### To-do list
1) Transcribe the 1952 Olympic gymnastics passage from "The women's artistic" to "portable apparatus score.".
2) According to the 1952 Olympic gymnastics passage, how many judges scored the team portable apparatus?

### Source extract
The women's artistic team all-around competition at the 1952 Summer Olympics was held at Messuhalli, Exhibition Hall II on 22–24 July. It was the fourth appearance of the event.

Competition format

The gymnastics format continued to use the aggregation format. Each nation entered a team of eight gymnasts. All entrants in the gymnastics competitions performed both a compulsory exercise and a voluntary exercise for each apparatus. The four apparatus that would become standard (floor, balance beam, uneven bars, and vault) were all used in the same Games for the first time. The team score consisted of the best six individual all-around scores plus the team portable apparatus score.

No separate finals were contested.

For each individual exercise, five judges gave scores from 0 to 10 in one-tenth point increments. The top and bottom scores were discarded and the remaining three scores averaged to give the exercise total. For the team portable apparatus, eight judges gave scores between 0 and 10, the top two and bottom two scores were discarded, and the remaining four scores were summed and multiplied by 2. Thus, exercise scores ranged from 0 to 10, apparatus scores from 0 to 20, individual totals from 0 to 80, team apparatus scores from 0 to 80, and team all-around scores from 0 to 540.

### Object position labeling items
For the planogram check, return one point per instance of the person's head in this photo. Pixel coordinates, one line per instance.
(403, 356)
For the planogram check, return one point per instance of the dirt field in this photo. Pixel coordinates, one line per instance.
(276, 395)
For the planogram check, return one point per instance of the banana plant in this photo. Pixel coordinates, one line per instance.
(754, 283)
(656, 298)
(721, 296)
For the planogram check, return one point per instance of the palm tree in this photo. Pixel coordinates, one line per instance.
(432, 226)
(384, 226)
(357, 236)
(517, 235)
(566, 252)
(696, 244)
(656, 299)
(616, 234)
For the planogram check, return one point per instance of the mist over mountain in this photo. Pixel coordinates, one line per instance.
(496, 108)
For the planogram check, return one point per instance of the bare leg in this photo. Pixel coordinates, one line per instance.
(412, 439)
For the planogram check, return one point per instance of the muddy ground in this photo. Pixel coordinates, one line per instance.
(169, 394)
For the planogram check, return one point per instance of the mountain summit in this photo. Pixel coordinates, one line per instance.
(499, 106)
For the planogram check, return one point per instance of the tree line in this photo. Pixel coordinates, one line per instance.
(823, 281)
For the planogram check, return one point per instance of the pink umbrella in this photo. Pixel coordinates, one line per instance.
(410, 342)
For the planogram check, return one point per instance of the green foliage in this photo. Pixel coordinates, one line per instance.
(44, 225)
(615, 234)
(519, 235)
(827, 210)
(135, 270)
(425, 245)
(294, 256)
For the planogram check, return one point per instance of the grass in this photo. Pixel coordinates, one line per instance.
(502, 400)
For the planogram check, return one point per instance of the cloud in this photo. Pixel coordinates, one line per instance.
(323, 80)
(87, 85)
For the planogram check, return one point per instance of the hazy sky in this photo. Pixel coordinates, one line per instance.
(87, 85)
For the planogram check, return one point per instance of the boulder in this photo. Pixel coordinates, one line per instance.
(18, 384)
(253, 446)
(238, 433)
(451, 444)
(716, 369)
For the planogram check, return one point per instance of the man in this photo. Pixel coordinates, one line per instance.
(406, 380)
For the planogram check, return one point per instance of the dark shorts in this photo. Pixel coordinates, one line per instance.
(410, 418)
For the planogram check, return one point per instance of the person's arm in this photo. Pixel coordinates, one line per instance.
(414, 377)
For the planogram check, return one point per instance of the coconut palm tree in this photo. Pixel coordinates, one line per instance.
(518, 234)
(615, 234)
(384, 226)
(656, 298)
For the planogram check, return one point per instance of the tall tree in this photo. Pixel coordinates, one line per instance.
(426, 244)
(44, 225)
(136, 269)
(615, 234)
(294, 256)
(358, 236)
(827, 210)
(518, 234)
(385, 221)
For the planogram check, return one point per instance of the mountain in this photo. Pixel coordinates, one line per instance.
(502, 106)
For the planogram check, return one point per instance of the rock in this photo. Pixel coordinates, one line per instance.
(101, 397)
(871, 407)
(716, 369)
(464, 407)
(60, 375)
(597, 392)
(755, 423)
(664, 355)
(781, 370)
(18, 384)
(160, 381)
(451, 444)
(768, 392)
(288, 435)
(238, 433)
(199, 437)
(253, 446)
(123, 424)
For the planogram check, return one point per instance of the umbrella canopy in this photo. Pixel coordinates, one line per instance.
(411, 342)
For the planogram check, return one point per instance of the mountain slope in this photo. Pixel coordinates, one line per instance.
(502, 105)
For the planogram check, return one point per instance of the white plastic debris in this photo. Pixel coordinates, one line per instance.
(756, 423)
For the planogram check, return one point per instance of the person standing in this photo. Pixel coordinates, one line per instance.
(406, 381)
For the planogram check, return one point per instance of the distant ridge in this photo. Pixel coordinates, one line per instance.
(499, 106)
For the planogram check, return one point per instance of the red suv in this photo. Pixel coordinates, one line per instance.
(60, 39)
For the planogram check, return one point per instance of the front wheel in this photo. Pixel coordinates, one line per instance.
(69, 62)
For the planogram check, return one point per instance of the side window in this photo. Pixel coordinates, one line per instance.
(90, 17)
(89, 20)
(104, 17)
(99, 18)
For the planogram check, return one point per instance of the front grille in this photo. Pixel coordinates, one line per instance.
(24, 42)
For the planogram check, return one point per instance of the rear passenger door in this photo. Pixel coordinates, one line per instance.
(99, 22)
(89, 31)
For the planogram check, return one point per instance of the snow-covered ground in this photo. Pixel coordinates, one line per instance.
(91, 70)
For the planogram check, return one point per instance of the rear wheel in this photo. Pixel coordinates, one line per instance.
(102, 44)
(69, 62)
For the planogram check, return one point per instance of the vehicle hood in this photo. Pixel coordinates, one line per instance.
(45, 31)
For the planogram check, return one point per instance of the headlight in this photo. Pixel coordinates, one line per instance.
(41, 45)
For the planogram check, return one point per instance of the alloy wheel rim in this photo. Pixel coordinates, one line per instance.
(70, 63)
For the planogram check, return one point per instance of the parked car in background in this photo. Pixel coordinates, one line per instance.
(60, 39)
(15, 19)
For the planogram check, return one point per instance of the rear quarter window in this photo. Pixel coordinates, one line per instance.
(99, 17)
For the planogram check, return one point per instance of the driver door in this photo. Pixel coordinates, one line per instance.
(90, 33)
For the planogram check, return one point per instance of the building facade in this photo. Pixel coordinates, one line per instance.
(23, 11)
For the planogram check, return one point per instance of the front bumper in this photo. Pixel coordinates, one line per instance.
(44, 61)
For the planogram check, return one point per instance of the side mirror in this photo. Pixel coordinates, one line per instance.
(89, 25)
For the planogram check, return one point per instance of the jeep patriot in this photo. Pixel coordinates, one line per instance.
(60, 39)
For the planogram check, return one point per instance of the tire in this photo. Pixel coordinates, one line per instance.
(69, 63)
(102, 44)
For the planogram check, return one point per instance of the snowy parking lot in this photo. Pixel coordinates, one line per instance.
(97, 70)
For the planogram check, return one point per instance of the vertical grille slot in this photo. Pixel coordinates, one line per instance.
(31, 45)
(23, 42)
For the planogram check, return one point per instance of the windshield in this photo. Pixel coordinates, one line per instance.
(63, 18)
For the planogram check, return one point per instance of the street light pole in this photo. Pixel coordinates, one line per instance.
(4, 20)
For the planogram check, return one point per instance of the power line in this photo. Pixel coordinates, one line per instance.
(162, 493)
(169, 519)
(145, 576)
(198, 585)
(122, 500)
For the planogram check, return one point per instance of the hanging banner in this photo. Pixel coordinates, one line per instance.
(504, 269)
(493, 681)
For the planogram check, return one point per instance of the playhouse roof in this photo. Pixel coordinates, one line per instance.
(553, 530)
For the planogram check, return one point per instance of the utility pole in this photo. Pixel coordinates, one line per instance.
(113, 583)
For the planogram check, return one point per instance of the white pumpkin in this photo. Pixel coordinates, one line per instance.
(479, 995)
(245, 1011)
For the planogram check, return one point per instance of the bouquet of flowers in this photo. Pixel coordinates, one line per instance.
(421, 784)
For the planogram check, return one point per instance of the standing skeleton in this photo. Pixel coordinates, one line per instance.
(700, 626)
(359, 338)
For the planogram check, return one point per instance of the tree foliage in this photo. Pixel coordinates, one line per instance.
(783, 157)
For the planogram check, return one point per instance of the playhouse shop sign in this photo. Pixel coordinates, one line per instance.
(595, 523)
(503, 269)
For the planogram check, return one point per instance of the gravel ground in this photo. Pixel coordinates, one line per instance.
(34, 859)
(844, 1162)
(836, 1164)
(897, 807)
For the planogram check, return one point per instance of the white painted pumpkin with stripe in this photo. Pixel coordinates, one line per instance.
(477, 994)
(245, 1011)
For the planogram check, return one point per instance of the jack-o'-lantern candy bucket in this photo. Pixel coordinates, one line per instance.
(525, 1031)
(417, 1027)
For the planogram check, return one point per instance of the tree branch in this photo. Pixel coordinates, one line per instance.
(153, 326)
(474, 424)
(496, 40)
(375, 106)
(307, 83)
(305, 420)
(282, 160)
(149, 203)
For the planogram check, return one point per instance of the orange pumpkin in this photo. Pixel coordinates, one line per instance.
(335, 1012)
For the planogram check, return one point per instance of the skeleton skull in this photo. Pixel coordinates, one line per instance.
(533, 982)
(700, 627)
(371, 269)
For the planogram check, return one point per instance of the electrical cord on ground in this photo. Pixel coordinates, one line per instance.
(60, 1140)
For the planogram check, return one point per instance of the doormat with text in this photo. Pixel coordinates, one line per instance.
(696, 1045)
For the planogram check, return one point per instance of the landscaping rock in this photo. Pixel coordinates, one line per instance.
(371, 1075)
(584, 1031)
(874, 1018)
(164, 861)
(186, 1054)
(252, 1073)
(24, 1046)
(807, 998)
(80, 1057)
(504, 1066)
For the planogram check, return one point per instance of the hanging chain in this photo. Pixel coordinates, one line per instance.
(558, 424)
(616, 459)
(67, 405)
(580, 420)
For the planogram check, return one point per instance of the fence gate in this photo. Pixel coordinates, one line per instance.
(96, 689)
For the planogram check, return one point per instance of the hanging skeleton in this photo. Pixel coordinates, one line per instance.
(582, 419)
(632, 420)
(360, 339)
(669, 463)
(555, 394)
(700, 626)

### Final results
1)
The women's artistic team all-around competition at the 1952 Summer Olympics was held at Messuhalli, Exhibition Hall II on 22–24 July. It was the fourth appearance of the event.

Competition format

The gymnastics format continued to use the aggregation format. Each nation entered a team of eight gymnasts. All entrants in the gymnastics competitions performed both a compulsory exercise and a voluntary exercise for each apparatus. The four apparatus that would become standard (floor, balance beam, uneven bars, and vault) were all used in the same Games for the first time. The team score consisted of the best six individual all-around scores plus the team portable apparatus score.

2) Eight judges.